**What you are asked to do**
Find each line in the entries below that contains the word "wall", and copy those lines out. Treat uppercase and lowercase as different.

Stored items from a collection:
============

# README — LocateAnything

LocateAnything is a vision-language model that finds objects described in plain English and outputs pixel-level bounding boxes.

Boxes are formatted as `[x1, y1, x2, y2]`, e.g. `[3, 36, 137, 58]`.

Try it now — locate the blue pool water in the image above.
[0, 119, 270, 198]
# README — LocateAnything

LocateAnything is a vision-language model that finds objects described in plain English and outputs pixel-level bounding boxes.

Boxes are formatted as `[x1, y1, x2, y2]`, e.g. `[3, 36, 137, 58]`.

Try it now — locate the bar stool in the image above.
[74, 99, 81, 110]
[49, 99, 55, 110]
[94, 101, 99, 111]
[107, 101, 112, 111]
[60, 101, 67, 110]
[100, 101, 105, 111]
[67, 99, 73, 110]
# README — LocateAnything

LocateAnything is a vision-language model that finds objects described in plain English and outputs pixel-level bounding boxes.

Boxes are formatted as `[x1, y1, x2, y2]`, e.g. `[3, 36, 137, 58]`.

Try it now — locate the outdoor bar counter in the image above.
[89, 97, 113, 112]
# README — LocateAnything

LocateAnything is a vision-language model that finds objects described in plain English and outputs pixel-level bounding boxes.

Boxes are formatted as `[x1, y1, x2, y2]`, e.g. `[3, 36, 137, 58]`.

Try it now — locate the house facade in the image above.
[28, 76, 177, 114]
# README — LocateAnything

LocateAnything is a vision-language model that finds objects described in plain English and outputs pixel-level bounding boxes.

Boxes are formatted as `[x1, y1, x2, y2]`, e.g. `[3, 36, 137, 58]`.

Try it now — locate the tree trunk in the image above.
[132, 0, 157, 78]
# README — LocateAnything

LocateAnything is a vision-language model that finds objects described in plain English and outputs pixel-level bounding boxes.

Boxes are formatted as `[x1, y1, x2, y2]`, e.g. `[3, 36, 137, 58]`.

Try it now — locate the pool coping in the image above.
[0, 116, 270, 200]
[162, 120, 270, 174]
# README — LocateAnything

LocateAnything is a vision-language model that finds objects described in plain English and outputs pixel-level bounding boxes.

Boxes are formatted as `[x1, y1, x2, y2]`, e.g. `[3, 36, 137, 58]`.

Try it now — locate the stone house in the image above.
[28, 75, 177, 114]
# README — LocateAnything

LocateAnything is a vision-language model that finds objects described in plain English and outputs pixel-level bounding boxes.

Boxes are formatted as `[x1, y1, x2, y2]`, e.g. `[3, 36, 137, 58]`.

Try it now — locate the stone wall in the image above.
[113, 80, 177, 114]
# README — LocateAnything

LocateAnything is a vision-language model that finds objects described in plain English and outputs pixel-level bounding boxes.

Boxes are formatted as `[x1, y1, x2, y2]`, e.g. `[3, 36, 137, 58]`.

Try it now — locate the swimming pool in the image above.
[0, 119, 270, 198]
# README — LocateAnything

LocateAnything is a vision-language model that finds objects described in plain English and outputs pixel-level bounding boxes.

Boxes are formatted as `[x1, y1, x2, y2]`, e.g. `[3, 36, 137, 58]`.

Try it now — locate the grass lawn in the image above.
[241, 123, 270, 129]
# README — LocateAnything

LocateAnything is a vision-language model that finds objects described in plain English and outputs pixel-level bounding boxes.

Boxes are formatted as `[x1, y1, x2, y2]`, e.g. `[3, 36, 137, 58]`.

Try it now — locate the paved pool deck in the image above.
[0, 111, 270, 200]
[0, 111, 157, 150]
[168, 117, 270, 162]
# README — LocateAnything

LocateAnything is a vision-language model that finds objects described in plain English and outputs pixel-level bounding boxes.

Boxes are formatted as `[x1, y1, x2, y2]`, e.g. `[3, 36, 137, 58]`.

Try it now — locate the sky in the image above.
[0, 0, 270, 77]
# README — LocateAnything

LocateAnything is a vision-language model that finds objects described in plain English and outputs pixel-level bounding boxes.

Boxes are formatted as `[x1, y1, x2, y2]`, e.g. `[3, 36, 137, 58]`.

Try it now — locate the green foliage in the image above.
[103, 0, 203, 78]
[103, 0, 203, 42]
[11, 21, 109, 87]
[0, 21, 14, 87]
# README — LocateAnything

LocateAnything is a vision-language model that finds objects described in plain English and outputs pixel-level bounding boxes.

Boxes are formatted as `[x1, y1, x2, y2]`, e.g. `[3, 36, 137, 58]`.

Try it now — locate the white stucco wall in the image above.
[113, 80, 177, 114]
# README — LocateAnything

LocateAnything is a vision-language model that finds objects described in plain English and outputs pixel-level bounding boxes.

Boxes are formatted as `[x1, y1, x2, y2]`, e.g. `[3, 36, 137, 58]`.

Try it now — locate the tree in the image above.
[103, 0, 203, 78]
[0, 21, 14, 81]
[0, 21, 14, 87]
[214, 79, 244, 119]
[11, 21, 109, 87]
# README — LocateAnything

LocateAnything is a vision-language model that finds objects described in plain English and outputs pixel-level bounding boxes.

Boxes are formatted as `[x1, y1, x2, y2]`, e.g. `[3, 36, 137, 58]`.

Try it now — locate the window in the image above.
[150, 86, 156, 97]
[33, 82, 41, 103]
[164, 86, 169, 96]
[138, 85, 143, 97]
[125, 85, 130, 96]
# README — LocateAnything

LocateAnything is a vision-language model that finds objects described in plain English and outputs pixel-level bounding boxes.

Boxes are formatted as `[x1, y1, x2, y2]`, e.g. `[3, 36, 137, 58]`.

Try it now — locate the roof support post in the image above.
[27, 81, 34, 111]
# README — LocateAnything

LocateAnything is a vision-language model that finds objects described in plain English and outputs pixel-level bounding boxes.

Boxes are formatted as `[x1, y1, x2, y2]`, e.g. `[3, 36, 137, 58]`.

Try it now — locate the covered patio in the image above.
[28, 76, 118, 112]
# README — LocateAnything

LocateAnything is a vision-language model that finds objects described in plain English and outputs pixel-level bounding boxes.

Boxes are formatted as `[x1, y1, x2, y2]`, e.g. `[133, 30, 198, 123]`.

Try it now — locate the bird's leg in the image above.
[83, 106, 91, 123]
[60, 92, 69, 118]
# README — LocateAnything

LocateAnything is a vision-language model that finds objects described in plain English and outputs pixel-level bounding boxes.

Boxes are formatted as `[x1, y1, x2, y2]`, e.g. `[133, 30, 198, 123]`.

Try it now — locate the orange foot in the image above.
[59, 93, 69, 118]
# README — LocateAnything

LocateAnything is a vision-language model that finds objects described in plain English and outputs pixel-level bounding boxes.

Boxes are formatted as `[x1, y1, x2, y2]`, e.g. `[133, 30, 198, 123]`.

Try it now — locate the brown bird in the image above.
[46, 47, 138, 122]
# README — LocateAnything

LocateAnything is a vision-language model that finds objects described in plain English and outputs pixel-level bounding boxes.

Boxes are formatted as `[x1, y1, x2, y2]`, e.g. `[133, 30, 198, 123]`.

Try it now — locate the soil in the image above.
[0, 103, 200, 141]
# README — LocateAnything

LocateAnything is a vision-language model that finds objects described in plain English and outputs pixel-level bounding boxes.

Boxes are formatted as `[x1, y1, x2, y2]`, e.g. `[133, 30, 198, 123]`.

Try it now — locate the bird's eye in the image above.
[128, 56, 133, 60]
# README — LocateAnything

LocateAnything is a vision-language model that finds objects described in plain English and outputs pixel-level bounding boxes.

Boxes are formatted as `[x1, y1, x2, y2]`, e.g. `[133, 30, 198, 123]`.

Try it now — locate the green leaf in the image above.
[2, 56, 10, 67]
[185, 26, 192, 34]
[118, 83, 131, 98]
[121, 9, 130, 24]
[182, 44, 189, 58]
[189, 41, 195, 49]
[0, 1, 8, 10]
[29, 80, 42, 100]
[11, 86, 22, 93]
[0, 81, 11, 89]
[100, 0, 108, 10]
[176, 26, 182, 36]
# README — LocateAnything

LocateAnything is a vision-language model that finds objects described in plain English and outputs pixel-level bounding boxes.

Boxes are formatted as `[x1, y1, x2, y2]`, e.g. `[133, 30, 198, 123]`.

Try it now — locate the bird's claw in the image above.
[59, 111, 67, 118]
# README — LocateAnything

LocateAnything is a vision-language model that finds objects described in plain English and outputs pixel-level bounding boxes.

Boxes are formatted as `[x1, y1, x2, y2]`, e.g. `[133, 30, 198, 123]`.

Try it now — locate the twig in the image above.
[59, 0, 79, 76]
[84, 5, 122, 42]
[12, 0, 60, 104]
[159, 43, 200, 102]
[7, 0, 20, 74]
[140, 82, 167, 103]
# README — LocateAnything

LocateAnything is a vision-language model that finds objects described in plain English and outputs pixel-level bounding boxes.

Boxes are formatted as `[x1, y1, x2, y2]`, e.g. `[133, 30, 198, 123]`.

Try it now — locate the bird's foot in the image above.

============

**The answer**
Try it now — locate the stone wall in the image above.
Try it now — locate the white stucco wall in the image above.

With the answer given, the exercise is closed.